= TASK DETAILS =
Once you have read the data below, set it all down again exactly.
(DATA IN THIS EXERCISE Opens)
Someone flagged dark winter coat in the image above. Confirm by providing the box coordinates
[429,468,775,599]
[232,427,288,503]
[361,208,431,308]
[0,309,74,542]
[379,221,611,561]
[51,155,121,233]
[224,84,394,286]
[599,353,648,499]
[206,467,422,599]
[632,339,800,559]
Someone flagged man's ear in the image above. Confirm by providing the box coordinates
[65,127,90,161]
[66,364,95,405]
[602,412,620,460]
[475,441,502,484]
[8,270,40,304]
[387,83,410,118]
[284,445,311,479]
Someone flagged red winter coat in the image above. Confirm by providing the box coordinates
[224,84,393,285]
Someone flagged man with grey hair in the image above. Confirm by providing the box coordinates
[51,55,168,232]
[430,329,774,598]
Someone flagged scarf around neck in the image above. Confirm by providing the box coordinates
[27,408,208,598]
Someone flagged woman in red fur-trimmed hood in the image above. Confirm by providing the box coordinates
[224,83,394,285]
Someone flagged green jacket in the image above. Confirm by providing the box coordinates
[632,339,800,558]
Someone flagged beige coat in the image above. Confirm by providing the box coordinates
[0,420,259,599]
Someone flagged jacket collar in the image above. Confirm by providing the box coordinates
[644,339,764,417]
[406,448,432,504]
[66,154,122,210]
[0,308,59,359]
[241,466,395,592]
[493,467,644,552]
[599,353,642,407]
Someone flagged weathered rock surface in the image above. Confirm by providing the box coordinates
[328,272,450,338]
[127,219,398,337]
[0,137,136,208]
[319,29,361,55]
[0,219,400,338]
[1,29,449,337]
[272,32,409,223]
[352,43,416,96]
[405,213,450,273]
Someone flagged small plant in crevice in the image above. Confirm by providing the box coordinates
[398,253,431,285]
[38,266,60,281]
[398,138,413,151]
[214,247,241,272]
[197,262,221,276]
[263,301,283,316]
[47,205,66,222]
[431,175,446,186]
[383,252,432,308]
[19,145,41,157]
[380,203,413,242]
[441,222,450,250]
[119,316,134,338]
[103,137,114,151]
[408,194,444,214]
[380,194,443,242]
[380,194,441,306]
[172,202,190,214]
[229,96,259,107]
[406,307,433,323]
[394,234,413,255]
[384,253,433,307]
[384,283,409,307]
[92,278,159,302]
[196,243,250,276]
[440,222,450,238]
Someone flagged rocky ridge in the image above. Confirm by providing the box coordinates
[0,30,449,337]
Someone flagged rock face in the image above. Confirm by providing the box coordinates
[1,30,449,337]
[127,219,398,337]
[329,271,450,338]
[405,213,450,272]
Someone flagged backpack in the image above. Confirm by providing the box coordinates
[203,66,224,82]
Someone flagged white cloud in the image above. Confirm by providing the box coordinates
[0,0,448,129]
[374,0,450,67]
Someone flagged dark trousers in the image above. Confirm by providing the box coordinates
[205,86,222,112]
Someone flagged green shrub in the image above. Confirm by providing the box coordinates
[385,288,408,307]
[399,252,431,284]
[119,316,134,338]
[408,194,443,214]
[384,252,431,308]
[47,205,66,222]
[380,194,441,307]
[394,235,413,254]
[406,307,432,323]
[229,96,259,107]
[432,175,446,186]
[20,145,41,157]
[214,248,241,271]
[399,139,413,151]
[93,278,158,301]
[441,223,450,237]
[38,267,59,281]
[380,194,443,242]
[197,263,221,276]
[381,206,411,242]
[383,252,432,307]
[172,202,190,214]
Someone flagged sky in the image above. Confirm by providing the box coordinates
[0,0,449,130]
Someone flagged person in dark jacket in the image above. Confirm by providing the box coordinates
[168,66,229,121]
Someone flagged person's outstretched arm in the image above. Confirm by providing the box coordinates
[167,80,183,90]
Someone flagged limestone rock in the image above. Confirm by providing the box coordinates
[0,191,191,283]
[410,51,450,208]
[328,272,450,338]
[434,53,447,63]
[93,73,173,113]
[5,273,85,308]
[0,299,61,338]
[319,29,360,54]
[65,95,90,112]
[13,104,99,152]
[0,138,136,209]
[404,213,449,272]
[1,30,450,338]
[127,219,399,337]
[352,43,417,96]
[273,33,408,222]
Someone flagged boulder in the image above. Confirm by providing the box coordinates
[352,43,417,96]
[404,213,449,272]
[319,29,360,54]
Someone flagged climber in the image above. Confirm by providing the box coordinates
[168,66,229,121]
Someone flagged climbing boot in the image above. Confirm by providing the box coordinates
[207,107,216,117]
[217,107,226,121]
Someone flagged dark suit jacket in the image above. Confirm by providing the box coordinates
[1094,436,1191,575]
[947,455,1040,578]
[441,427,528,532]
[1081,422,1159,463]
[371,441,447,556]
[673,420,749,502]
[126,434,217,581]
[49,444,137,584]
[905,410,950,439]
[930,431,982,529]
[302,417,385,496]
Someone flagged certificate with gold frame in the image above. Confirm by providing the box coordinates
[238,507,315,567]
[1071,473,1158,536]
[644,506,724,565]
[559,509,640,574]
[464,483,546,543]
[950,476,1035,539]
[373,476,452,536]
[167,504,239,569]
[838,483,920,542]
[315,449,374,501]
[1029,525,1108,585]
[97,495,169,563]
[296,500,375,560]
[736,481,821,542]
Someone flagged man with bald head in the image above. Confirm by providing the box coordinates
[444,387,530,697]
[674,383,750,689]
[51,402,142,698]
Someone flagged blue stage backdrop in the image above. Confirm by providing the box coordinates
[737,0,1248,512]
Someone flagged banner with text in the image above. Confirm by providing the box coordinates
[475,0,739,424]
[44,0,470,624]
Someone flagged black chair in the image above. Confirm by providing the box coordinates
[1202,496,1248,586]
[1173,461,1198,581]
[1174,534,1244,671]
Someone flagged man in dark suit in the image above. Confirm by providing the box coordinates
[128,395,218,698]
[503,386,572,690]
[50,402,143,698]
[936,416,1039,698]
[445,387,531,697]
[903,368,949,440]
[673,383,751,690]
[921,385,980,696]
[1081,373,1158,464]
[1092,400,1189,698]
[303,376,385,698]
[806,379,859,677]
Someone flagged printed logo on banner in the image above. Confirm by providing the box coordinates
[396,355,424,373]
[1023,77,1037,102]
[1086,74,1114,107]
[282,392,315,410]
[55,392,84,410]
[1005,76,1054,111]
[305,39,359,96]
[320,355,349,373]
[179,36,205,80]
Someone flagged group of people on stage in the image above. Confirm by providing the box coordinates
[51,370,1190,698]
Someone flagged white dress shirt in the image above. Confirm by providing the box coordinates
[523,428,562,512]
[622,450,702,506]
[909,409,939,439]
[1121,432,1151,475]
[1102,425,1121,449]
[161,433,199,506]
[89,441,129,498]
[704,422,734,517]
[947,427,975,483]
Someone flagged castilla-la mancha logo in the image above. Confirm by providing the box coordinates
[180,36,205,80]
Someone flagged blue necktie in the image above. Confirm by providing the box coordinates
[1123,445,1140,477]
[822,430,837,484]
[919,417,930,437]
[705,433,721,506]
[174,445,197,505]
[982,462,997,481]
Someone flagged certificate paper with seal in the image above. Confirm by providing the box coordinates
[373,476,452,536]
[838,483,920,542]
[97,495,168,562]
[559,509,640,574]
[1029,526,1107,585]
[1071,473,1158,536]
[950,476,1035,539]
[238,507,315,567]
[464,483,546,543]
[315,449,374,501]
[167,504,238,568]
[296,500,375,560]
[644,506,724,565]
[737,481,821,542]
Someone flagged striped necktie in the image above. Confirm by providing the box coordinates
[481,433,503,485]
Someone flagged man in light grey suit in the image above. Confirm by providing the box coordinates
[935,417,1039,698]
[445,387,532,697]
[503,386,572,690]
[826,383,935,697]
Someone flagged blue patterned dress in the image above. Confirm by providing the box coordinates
(DATA IN THIS EXERCISE Closes)
= ANSWER TO THIS TASK =
Someone flagged dark winter coat in the image above. Confirm by providing the box coordinates
[429,468,775,599]
[232,427,288,503]
[361,208,431,308]
[0,309,74,542]
[379,221,611,561]
[51,155,121,233]
[224,84,394,286]
[599,353,648,499]
[206,467,422,599]
[632,339,800,559]
Someone flagged man's ear in the image above. Confirm by providing the box coordinates
[65,127,90,161]
[66,364,95,405]
[602,412,620,460]
[475,441,502,484]
[8,270,40,304]
[387,83,410,118]
[284,445,311,479]
Someone flagged red winter coat in the image above. Confirm by providing the box coordinates
[224,84,393,285]
Someone flagged man with grey hair in the image above. Confirm by providing the box coordinates
[51,55,168,232]
[430,329,774,598]
Someone flagged scarf around neck in the image above. Confirm by providing the box coordinates
[27,408,208,598]
Someone flagged woman in red fur-trimmed hood in the image above. Confirm by providing the box coordinates
[224,83,394,285]
Someone flagged green jacket in the image above. Confirm by providing the box coordinates
[632,339,800,558]
Someone flagged beige coat in the image above. Confirm by providing the box coordinates
[0,420,259,599]
Someone flagged jacket collar in the image above. Confirm by providing the box coordinates
[644,339,764,417]
[406,448,432,504]
[66,154,122,210]
[0,308,59,359]
[241,466,395,592]
[493,467,644,552]
[599,353,642,407]
Someone flagged weathered rock surface in the image above. Confirm by providing the box coordinates
[328,272,450,338]
[127,219,398,337]
[0,137,136,208]
[319,29,361,55]
[0,219,400,338]
[1,29,449,337]
[272,32,409,223]
[352,43,416,96]
[405,213,450,273]
Someone flagged small plant in crevice in the image above. Confirm by providing the box coordinates
[398,253,431,285]
[38,266,60,281]
[398,138,413,151]
[214,247,241,272]
[197,262,221,276]
[263,301,283,316]
[47,205,66,222]
[431,175,446,186]
[383,252,432,308]
[19,145,41,157]
[380,203,413,242]
[441,222,450,250]
[119,316,134,338]
[103,137,114,151]
[408,194,444,214]
[380,194,443,242]
[380,194,441,306]
[172,202,190,214]
[229,96,259,107]
[406,307,433,323]
[394,234,413,255]
[384,253,433,307]
[384,283,409,307]
[92,278,159,302]
[196,243,250,276]
[440,222,450,238]
Someone flagged rocky ridge in the image above. Confirm by providing the box coordinates
[0,30,449,337]
Someone flagged rock face in the image above. Confirm by providing the box coordinates
[1,30,449,337]
[127,219,398,337]
[329,271,450,338]
[405,213,450,272]
Someone flagged backpack in the image above. Confirm by providing the box coordinates
[203,66,224,82]
Someone flagged white cloud in the image above. Confirm by providing the box coordinates
[0,0,448,129]
[374,0,450,67]
Someone flagged dark trousers in the image above. Confirm by providing the box coordinates
[205,86,222,112]
Someone flagged green shrub in the image above. Confirm by providing the box coordinates
[385,288,408,307]
[399,252,431,284]
[119,316,134,338]
[408,194,443,214]
[384,252,431,308]
[47,205,66,222]
[380,194,441,307]
[394,235,413,254]
[406,307,432,323]
[229,96,259,107]
[432,175,446,186]
[20,145,41,157]
[214,248,241,271]
[399,139,413,151]
[93,278,158,301]
[441,223,450,237]
[38,267,59,281]
[380,194,443,242]
[197,263,221,276]
[381,206,411,242]
[383,252,432,307]
[172,202,190,214]
Someone flagged sky in the image above. Confirm by providing the box coordinates
[0,0,449,130]
Someone flagged person in dark jacket in the image above. Confirm by providing the box coordinates
[168,66,229,121]
Someone flagged person's outstretched arm in the image above. Confirm by providing the box coordinates
[167,80,183,90]
Someone flagged limestone rock in the image above. Confirm by providing the box coordinates
[0,191,191,283]
[410,51,450,208]
[328,272,450,338]
[434,53,447,63]
[93,73,173,113]
[5,273,85,308]
[0,299,61,338]
[319,29,360,54]
[65,95,90,112]
[13,104,99,152]
[0,138,136,209]
[404,213,449,272]
[1,30,450,338]
[127,219,399,337]
[352,43,417,96]
[273,33,408,222]
Someone flagged boulder in the image above. Confirm by providing the box coordinates
[352,43,417,96]
[404,213,449,272]
[319,29,360,54]
Someone flagged climber in the image above. Confirm by providing the box coordinates
[168,66,229,121]
Someone flagged climbing boot in the image above. Confirm by providing the box coordinates
[207,107,216,117]
[217,107,226,121]
Someone flagged dark suit jacket in the image above. Confirm by providing the box coordinates
[1094,436,1191,575]
[947,455,1040,578]
[441,427,528,532]
[1081,422,1159,463]
[371,441,447,556]
[673,420,749,502]
[126,434,217,581]
[49,444,137,584]
[905,410,950,439]
[930,431,982,529]
[302,417,385,496]
Someone flagged certificate with gold frame in the image above. Confirm by providing the box coordinates
[238,507,315,567]
[1071,473,1158,536]
[644,506,724,565]
[559,509,640,574]
[464,483,546,543]
[950,476,1035,539]
[373,476,452,536]
[167,504,239,569]
[838,483,920,542]
[315,449,374,501]
[1029,525,1108,585]
[97,495,169,563]
[296,500,375,560]
[736,481,821,542]
Someone flagged man with bald head in the image above. Confirm by providing the box coordinates
[444,387,530,697]
[674,383,750,689]
[51,402,142,698]
Someone flagged blue stage backdrop in the image above. Confirm by providing the box coordinates
[737,0,1248,512]
Someone flagged banner with text in the image above. Confirm by providing the box coordinates
[475,0,739,424]
[44,0,470,624]
Someone flagged black chair in the image above. Confirm by providing the box coordinates
[1202,496,1248,586]
[1173,461,1198,581]
[1174,534,1244,671]
Someone flagged man in dark suit in the image above. Confirm by providing the box coordinates
[128,395,218,698]
[503,386,572,690]
[50,402,143,698]
[936,416,1039,698]
[445,387,531,697]
[903,368,949,440]
[673,383,751,690]
[921,385,980,696]
[1081,373,1158,464]
[1092,400,1189,698]
[303,376,385,698]
[806,379,859,677]
Someone flagged printed logo on banner in the image above. Confirm by providing the box coordinates
[396,355,424,373]
[1023,77,1037,102]
[1086,74,1114,107]
[282,392,315,410]
[55,392,84,410]
[1005,76,1054,111]
[305,39,359,96]
[320,355,349,373]
[179,36,205,80]
Someone flagged group of people on stage in the image above. Confirm by providing the box coordinates
[51,370,1190,698]
Someone flagged white dress shirt in the image above. Confirm by providing the box coordinates
[523,428,562,512]
[622,450,702,506]
[909,409,939,439]
[1121,432,1151,475]
[1102,425,1121,449]
[161,433,199,506]
[89,441,129,498]
[704,422,734,517]
[947,427,975,483]
Someone flagged castilla-la mancha logo in the image above. Confirm by providing the box coordinates
[180,36,205,80]
Someone flagged blue necktie in the image above. Confirm by providing the box coordinates
[1123,445,1140,477]
[822,430,837,484]
[919,417,930,437]
[705,433,721,506]
[174,445,197,505]
[982,462,997,481]
Someone flagged certificate paper with seal in the image above. Confirm by providing the box coordinates
[373,476,452,536]
[838,483,920,542]
[97,495,168,562]
[559,509,640,574]
[1029,526,1107,585]
[1071,473,1158,536]
[950,476,1035,539]
[238,507,315,567]
[464,483,546,543]
[315,449,374,501]
[167,504,238,568]
[296,500,375,560]
[644,506,724,565]
[737,481,821,542]
Someone flagged striped necktie in the image above. Confirm by providing the box coordinates
[481,433,503,485]
Someone flagged man in light grey suit in the image above. Confirm by providing the box coordinates
[935,417,1039,698]
[445,387,532,697]
[503,386,572,690]
[826,383,935,697]
Someone flagged blue patterned dress in the image above. Confirm by providing the box coordinates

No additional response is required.